Update the entries from the line containing "the tree in" through the line containing "856;363;967;430", replacing "quality assurance" with "quality control" and leaving everything else unchanged. Return only those lines.

%%

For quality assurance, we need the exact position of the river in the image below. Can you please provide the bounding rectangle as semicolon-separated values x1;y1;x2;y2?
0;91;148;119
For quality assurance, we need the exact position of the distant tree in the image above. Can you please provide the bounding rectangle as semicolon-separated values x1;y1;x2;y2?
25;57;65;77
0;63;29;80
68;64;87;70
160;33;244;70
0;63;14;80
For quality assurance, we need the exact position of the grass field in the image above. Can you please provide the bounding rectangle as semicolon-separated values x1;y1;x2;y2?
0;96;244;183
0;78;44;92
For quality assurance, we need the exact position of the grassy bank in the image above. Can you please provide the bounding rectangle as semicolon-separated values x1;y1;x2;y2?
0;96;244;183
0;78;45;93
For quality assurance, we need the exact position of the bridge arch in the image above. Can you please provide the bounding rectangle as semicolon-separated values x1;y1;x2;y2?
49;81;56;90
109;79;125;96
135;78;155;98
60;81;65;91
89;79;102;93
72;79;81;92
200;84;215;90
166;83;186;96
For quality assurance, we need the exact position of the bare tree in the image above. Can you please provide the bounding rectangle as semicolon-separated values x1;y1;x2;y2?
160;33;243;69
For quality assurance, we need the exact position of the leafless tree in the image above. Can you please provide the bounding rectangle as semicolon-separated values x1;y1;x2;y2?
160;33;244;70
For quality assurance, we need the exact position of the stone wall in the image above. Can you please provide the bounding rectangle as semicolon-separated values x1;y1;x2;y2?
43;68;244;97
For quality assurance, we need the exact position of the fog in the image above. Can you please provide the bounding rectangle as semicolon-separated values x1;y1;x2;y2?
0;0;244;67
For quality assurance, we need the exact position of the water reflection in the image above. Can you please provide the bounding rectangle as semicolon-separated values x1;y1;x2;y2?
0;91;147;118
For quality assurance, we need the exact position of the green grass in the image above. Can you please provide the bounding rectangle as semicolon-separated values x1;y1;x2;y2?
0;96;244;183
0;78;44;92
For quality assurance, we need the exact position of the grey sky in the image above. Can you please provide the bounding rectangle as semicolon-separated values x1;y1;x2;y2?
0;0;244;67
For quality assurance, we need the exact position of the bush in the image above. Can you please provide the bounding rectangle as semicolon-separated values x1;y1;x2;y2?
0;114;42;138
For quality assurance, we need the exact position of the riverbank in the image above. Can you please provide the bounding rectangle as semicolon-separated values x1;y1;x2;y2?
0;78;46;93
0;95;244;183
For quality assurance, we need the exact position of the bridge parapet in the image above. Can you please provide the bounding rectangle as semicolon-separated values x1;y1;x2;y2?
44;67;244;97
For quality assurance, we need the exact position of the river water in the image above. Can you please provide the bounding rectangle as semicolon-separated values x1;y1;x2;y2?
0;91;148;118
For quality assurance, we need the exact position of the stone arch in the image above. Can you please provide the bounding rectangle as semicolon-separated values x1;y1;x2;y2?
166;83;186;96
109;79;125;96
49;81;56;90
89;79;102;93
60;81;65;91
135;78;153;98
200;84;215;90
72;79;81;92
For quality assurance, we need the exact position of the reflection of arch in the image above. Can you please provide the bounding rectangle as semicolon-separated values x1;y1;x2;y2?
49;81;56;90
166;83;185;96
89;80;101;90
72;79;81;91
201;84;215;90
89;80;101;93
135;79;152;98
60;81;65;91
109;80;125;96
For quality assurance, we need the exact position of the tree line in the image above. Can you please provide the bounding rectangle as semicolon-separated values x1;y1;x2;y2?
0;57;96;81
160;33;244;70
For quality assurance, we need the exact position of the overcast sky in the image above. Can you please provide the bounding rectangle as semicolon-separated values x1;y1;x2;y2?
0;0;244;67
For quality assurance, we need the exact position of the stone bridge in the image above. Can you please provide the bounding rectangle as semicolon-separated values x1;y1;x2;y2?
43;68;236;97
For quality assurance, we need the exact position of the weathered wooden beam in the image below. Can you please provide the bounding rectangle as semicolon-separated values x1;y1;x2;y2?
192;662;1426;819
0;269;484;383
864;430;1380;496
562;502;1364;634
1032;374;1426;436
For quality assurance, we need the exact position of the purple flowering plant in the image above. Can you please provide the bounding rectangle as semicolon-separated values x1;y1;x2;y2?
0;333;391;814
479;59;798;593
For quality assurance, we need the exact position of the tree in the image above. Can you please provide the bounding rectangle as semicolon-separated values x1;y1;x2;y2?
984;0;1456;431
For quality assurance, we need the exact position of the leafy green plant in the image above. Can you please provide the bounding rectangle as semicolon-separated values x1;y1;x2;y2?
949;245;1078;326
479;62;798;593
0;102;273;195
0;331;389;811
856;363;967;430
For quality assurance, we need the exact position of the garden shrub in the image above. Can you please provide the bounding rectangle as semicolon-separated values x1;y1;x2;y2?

%%

Output of the exercise:
For quality control, we need the exact position of the tree in the image above. Can you please provide the bounding rectangle as semicolon-separated values x1;y1;x2;y2?
984;0;1456;431
For quality control, we need the exact position of the leafy green plant in the image above. Can you please provide the bounding rectangle as semicolon-separated values x1;y1;x2;y2?
949;245;1078;326
479;62;798;593
0;102;273;195
0;331;389;811
856;363;967;430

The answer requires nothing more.